[start]

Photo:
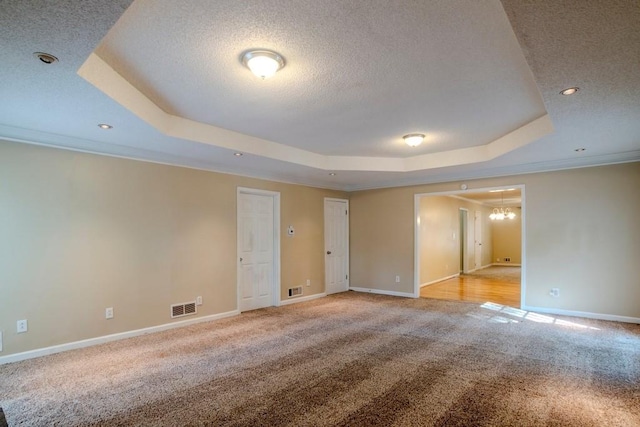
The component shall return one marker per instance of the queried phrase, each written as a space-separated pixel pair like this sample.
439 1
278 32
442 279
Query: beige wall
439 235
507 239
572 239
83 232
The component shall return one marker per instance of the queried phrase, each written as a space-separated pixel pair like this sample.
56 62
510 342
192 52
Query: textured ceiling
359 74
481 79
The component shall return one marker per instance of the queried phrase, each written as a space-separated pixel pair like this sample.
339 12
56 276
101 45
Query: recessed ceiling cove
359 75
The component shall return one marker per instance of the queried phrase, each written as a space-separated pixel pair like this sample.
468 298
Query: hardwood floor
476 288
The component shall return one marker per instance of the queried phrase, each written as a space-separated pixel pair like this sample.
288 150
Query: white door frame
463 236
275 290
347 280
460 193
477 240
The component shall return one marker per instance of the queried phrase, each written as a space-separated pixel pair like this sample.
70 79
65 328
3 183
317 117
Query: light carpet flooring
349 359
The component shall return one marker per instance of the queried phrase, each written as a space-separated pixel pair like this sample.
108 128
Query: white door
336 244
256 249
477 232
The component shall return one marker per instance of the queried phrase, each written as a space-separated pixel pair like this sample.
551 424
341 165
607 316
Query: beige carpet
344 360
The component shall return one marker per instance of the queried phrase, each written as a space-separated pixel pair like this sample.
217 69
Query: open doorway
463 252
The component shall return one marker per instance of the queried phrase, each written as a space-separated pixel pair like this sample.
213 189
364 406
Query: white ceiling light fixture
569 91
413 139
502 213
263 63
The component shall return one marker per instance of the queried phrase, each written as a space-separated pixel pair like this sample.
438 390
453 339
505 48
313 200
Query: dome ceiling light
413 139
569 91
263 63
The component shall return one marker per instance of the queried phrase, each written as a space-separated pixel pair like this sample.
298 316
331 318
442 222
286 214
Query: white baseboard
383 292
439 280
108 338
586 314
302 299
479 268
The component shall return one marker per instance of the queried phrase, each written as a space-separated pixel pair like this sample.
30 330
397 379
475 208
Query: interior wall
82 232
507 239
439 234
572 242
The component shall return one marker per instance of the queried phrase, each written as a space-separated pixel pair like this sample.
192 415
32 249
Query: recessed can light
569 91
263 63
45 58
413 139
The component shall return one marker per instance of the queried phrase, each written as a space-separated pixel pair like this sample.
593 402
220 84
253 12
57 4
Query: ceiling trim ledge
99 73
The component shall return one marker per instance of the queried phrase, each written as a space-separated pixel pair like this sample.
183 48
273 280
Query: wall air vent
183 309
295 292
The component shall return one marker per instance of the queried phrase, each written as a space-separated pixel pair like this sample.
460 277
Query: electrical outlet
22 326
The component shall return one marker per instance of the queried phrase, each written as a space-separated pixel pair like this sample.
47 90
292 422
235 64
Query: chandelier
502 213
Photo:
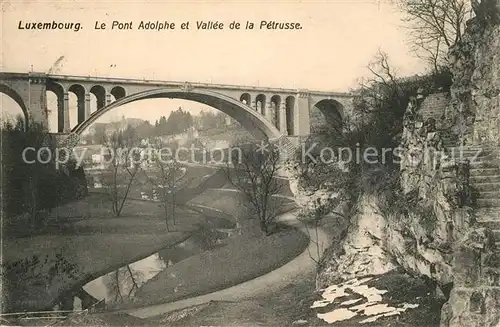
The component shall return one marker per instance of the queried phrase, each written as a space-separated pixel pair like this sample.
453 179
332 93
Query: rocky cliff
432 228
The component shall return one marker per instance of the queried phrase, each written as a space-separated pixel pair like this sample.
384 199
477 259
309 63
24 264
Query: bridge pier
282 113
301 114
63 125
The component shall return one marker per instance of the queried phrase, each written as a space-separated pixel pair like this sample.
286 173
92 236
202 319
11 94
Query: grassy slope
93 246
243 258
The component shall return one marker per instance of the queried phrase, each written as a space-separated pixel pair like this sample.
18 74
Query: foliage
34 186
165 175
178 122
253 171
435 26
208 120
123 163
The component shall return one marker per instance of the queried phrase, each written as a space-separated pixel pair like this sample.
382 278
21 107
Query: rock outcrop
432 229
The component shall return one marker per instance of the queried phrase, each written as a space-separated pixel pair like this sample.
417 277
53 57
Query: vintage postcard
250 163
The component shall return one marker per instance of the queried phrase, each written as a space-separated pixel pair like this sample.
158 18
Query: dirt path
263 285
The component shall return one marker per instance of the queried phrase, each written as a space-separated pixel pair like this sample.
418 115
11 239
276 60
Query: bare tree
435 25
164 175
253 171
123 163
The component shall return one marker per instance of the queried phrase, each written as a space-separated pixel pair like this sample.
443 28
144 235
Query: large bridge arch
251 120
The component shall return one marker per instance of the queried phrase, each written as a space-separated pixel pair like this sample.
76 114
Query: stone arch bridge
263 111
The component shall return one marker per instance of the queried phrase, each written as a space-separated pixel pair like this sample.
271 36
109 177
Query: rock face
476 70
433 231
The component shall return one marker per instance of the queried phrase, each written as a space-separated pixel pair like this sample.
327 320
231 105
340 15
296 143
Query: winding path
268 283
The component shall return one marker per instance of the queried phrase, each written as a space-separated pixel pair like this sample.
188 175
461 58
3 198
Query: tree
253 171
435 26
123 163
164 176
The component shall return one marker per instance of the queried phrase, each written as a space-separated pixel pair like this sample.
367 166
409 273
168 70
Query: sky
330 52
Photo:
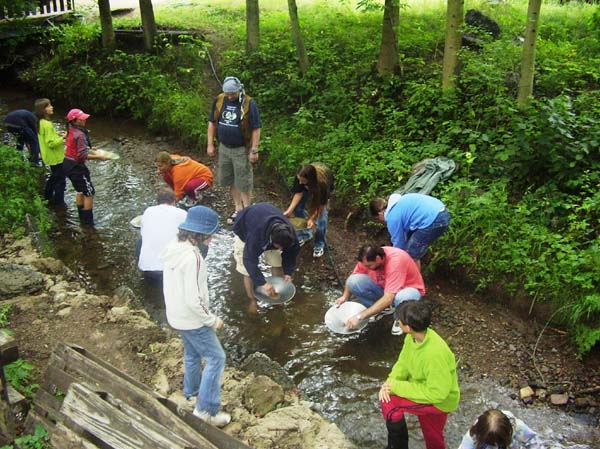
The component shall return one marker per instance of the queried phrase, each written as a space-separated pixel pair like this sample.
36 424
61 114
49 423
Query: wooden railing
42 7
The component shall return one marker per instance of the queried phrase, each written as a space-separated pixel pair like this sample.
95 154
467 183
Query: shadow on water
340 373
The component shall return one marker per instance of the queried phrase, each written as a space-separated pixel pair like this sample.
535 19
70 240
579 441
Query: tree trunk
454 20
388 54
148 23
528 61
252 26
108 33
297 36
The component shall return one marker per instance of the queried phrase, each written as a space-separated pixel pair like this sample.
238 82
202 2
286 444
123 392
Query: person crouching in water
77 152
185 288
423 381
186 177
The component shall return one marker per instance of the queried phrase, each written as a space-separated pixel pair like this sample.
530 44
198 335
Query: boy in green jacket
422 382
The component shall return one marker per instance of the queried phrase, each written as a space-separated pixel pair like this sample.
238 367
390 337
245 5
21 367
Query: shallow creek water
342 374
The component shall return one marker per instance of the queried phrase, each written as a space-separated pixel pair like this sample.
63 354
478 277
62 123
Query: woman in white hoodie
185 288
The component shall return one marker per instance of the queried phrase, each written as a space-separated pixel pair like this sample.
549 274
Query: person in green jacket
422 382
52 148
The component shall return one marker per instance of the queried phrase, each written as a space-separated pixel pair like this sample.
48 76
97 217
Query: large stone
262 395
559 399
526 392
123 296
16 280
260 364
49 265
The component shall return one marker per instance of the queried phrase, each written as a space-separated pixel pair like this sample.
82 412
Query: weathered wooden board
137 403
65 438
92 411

[end]
[start]

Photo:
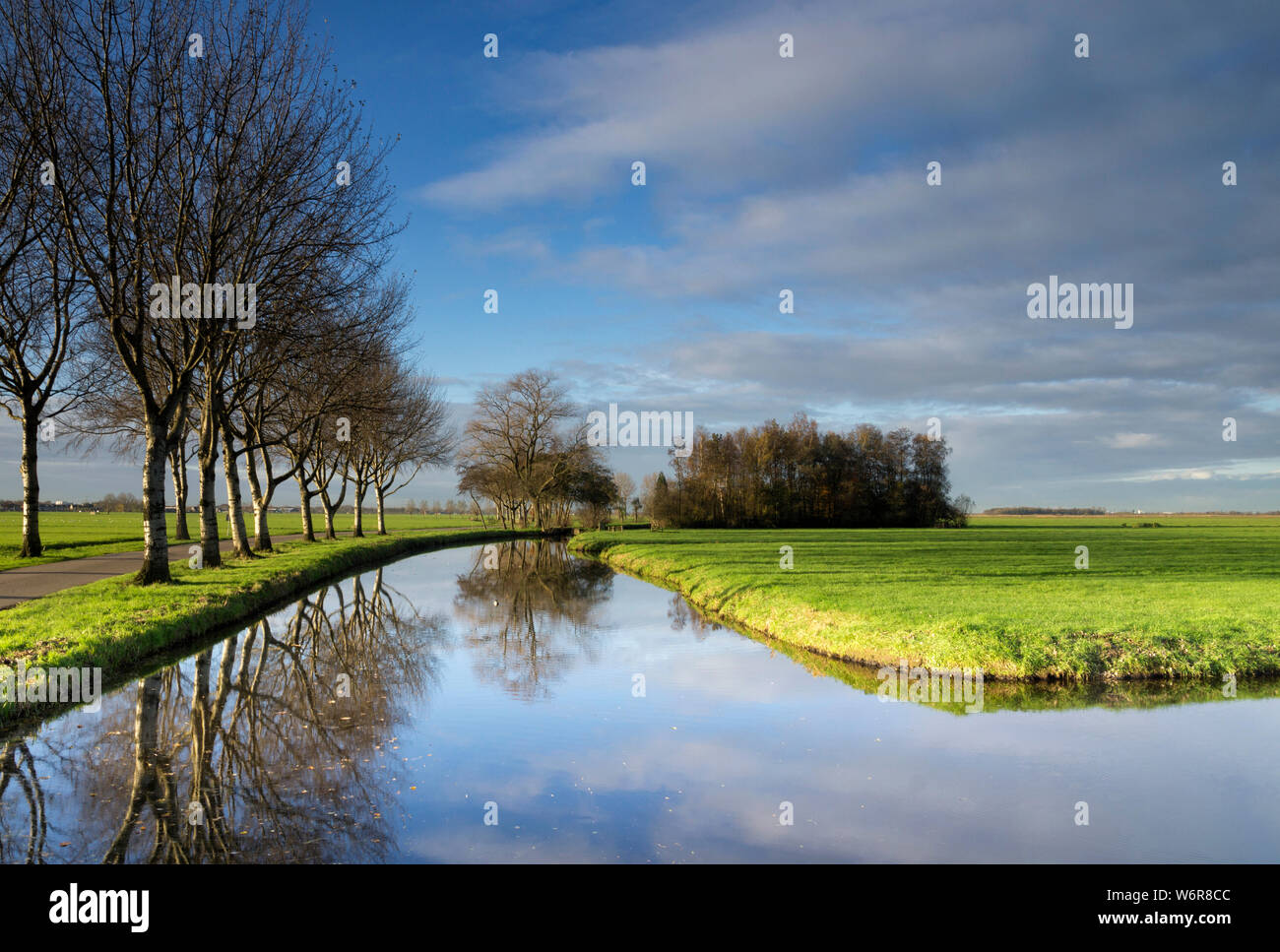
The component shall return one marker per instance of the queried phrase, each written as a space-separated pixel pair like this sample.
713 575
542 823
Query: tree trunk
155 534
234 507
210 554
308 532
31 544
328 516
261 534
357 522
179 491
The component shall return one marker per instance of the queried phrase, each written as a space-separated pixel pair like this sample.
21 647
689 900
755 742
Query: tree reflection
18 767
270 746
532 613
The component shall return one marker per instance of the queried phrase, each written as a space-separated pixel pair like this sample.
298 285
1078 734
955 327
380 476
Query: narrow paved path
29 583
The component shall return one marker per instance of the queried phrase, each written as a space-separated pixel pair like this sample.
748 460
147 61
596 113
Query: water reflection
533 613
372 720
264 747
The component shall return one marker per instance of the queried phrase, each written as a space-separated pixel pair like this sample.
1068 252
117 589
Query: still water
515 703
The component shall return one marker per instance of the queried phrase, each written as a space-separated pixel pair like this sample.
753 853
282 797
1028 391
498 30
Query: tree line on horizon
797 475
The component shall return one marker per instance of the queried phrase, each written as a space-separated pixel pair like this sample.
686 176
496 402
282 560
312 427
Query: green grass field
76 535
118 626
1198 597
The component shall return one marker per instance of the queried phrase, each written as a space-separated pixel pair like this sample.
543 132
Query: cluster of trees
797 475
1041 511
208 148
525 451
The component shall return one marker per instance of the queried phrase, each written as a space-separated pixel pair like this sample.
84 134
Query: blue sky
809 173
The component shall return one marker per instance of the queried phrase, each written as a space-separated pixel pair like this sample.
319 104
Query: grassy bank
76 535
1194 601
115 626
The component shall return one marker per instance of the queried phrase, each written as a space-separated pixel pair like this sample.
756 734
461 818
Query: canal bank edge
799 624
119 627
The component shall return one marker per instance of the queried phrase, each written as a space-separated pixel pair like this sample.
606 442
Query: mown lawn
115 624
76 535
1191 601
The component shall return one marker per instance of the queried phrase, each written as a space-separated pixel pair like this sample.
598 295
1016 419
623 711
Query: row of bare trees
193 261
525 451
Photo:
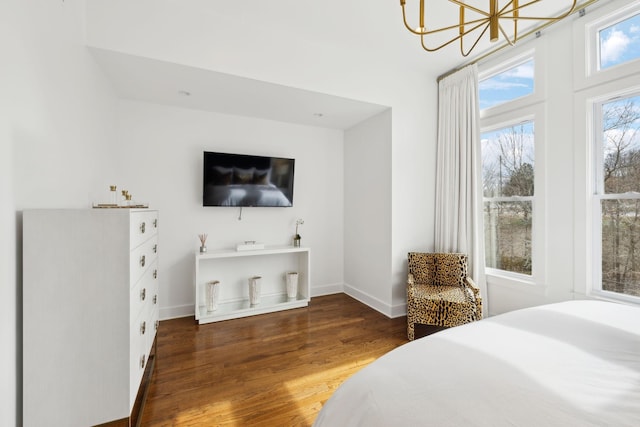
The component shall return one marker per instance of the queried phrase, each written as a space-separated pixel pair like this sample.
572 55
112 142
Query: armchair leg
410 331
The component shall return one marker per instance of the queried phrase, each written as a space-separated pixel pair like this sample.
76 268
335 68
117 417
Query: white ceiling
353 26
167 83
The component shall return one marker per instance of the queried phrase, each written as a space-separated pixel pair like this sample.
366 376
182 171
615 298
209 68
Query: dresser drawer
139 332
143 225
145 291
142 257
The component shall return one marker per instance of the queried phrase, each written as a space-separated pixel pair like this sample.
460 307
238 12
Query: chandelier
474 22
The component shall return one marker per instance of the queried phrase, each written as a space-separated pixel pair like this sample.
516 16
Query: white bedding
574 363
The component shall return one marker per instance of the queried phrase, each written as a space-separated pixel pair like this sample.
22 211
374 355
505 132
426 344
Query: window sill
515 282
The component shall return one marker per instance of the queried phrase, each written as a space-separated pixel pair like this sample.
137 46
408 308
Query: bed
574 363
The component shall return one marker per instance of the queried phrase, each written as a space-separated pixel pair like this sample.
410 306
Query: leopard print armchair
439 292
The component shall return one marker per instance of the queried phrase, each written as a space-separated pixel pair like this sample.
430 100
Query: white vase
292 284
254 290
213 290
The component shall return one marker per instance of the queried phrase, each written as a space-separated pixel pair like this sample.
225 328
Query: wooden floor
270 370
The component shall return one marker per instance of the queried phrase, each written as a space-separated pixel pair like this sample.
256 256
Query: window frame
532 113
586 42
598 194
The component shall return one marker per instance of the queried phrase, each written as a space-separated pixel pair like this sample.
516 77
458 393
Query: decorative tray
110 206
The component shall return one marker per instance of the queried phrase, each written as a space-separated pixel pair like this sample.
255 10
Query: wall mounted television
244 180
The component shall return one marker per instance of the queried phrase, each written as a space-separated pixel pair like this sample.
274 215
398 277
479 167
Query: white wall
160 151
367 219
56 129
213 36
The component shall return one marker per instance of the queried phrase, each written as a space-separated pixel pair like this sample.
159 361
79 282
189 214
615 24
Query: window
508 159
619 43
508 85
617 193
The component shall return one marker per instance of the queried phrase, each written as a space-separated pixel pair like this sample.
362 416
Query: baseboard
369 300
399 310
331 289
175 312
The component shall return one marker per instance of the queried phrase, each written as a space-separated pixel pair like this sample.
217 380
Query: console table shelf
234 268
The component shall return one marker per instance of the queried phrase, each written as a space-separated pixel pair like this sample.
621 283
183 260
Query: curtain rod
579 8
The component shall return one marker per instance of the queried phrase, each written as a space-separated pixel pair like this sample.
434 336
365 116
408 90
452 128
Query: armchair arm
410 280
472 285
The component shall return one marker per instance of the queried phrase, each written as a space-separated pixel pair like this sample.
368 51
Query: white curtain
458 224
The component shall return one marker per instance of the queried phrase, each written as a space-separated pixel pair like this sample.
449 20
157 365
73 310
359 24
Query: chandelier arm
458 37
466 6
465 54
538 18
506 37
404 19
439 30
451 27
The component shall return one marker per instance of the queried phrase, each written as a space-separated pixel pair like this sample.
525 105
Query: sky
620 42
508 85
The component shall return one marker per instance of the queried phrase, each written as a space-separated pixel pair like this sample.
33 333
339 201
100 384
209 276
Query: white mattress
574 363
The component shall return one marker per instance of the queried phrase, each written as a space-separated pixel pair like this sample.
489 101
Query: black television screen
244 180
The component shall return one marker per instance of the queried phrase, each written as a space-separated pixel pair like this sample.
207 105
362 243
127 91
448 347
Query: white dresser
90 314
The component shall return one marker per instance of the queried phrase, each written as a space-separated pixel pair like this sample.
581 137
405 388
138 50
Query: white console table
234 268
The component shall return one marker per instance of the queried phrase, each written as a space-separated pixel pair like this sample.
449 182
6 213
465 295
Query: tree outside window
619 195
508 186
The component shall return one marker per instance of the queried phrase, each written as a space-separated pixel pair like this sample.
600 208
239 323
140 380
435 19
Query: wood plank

[end]

§ **Problem**
Count the lines above that contain the word "console" and reply with only that number.

§ **Final result**
2